* **Stored records**:

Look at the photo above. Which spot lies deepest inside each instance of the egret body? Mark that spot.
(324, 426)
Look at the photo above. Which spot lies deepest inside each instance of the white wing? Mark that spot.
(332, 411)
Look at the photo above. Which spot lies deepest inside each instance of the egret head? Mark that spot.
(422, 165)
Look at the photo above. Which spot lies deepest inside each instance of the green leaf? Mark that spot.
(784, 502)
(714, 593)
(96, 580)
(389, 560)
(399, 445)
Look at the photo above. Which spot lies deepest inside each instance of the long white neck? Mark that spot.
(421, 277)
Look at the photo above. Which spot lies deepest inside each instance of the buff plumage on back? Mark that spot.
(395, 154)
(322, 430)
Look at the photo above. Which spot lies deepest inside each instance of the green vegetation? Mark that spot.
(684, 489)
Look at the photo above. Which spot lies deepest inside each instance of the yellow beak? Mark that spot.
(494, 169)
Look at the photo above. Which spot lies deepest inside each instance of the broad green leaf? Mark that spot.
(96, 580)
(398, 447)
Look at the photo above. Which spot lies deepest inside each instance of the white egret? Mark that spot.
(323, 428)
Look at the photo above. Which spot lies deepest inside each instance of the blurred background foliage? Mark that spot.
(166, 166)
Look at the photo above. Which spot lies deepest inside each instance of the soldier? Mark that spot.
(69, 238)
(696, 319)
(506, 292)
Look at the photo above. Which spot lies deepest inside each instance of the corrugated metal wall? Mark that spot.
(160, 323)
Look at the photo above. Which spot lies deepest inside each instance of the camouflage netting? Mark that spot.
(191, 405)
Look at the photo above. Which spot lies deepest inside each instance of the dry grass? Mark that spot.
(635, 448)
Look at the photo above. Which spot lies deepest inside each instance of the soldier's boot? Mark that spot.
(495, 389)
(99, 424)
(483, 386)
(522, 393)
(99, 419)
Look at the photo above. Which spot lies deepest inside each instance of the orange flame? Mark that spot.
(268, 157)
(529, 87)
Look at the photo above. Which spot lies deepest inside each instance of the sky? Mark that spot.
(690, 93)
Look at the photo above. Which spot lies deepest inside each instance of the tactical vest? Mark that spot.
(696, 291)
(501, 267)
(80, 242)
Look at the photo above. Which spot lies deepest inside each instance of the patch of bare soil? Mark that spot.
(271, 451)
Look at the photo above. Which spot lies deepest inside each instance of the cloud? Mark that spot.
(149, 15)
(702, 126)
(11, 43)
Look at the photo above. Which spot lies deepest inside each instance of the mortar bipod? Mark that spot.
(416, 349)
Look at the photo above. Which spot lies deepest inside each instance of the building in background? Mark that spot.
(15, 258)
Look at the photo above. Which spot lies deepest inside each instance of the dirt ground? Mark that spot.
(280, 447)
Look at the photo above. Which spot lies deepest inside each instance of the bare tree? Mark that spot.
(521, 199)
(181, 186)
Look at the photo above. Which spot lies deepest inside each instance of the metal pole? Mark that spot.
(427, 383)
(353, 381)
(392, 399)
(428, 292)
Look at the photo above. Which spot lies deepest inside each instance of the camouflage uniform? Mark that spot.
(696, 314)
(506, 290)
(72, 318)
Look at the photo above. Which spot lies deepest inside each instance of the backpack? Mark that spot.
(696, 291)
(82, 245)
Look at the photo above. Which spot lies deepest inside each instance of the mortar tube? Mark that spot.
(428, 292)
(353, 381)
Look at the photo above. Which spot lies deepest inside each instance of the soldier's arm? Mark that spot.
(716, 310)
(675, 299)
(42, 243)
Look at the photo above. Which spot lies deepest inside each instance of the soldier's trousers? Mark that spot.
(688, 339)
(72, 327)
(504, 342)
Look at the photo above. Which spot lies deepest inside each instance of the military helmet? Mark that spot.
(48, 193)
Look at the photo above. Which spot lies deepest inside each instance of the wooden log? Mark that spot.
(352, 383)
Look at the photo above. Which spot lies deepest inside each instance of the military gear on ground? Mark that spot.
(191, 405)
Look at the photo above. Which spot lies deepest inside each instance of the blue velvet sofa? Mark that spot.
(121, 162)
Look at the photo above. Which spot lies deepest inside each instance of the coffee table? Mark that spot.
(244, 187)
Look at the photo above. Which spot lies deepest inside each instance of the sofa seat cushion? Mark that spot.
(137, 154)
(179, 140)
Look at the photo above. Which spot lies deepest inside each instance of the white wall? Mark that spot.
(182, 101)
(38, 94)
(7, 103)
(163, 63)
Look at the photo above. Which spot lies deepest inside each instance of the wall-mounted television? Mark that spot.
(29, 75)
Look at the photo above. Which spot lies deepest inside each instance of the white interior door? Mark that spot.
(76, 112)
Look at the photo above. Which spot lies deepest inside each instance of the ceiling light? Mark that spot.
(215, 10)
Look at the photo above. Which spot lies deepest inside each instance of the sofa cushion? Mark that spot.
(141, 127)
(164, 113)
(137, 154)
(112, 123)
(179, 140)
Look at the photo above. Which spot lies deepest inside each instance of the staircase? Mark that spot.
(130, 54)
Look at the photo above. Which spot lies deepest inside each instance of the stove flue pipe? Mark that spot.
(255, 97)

* **Challenge**: Using the data above, repeat every line exactly.

* **Output for this exercise**:
Look at the photo above. Which spot lies deepest inside each instance of the egret body? Mark that spot.
(324, 426)
Look at the photo above. Which spot lies deepest inside each instance of the white wing? Mark that spot.
(332, 411)
Look at the photo above. Which spot lies deepest inside each instance of the egret head? Mark that spot.
(422, 165)
Look at the photo above. Which spot lies deepest inside each instance of the green leaf? Mark that spot.
(784, 502)
(714, 593)
(96, 580)
(389, 560)
(399, 445)
Look at the photo above. Which spot lies deepest inside each instance of the long white neck? Mark that spot.
(421, 277)
Look at the photo above. Which spot lies deepest inside each instance of the buff plumage on back? Mark that spot.
(395, 154)
(322, 430)
Look at the photo above. Which spot lies deepest inside each instance of the green vegetation? Mark that spot.
(684, 489)
Look at the photo above. Which spot lies deepest inside each instance of the yellow beak? Mark that spot.
(494, 169)
Look at the photo above. Which spot lies deepest inside each instance of the broad green leaf? Mark that spot.
(96, 580)
(398, 447)
Look at the photo above. Which spot lies deepest inside each instance of the white egret? Mark that spot.
(323, 428)
Look at the photo above. Which spot lies deepest inside each instance of the blurred background foliage? Mark that spot.
(166, 166)
Look at the photo above. Which spot lies deepest inside each instance of the soldier? Mark that spot.
(69, 238)
(696, 319)
(506, 292)
Look at the photo above. Which spot lies deepest inside each instance of the corrugated metal wall? Mark that spot.
(160, 323)
Look at the photo above. Which spot lies deepest inside each instance of the camouflage netting? Mark that spot.
(191, 405)
Look at the photo above. Which spot lies deepest inside each instance of the dry grass? Mark that spot.
(635, 448)
Look at the photo above. Which spot lies deepest inside each instance of the soldier's boot? Mark that spot.
(495, 389)
(99, 424)
(483, 386)
(522, 393)
(99, 419)
Look at the photo above. Which spot lies deepest inside each instance of the orange flame? Mark that spot.
(268, 157)
(529, 87)
Look at the photo above. Which spot lies deepest inside each instance of the sky? Mark that spot.
(690, 93)
Look at the photo above. Which spot lies deepest inside each instance of the tactical vest? Mark that spot.
(696, 291)
(501, 267)
(80, 242)
Look at the photo above. Which spot lies deepest inside each instance of the patch of bare soil? Mark that spot.
(271, 451)
Look at the photo above. Which spot lies deepest inside each instance of the cloud? Mark that spot.
(149, 15)
(702, 126)
(11, 43)
Look at the photo above. Which spot lies deepest inside each instance of the mortar bipod? Mark that spot.
(416, 349)
Look at the photo above. Which spot lies deepest inside each instance of the building in background? Mark that spot.
(15, 258)
Look at the photo above. Which spot lies deepest inside each instance of the dirt ground? Mark that spot.
(280, 447)
Look at the photo above. Which spot lies deepest inside each instance of the bare tree? Mark that spot.
(521, 199)
(181, 186)
Look at the photo above. Which spot lies deepest inside each instance of the metal pole? Mark that spot.
(427, 383)
(353, 381)
(392, 399)
(428, 292)
Look at the photo above. Which spot lies deepest inside each instance of the camouflage uniform? Mark that spot.
(696, 314)
(506, 290)
(72, 318)
Look at the photo above. Which spot lies deepest inside each instance of the backpack? Mark that spot.
(696, 291)
(82, 245)
Look at the photo above. Which spot lies deepest inside each instance of the mortar tube? Mark that spot.
(428, 292)
(353, 381)
Look at the photo above. Which spot lies deepest inside each instance of the soldier's arm? Mark that spot.
(716, 310)
(675, 299)
(42, 243)
Look at the photo above. Which spot lies deepest inside each instance of the soldier's trousers? Mark that spot.
(688, 339)
(72, 327)
(504, 342)
Look at the photo above. Which spot lies deepest inside each instance of the military helmet? Mark that spot.
(48, 193)
Look at the photo above. Which spot lies deepest inside each instance of the wooden log? Mark that spot.
(352, 383)
Look at the photo above. Which spot lies deepest inside each instance of the military gear on ground? Mark that spot.
(191, 405)
Look at the photo above. Which spot lies deepest inside each instance of the blue velvet sofa? Mark that spot.
(121, 162)
Look at the photo above. Which spot lies deepest inside each instance of the coffee table? Mark that spot.
(244, 187)
Look at the photo above. Which spot lies deepest inside each instance of the sofa seat cushion? Mark that spot.
(137, 154)
(179, 140)
Look at the photo above. Which spot lies deepest inside each instance of the white wall? Mark that spot.
(182, 101)
(38, 94)
(7, 103)
(163, 63)
Look at the photo above. Which spot lies deepest inside each instance of the wall-mounted television? Mark that spot.
(29, 75)
Look at the photo above. Which spot lies deepest inside each instance of the white interior door? Mark that spot.
(76, 112)
Look at the photo above. Which spot lies deepest inside each instance of the ceiling light? Mark that spot.
(215, 10)
Look at the photo above. Which spot lies deepest inside each instance of the sofa cushion? Mark that spot.
(141, 127)
(164, 113)
(137, 154)
(112, 123)
(179, 140)
Look at the photo above. Which spot lies deepest inside each instance of the staircase? Mark that spot.
(130, 54)
Look at the photo above. Which spot lies deepest inside each instance of the stove flue pipe? Mark that spot.
(255, 97)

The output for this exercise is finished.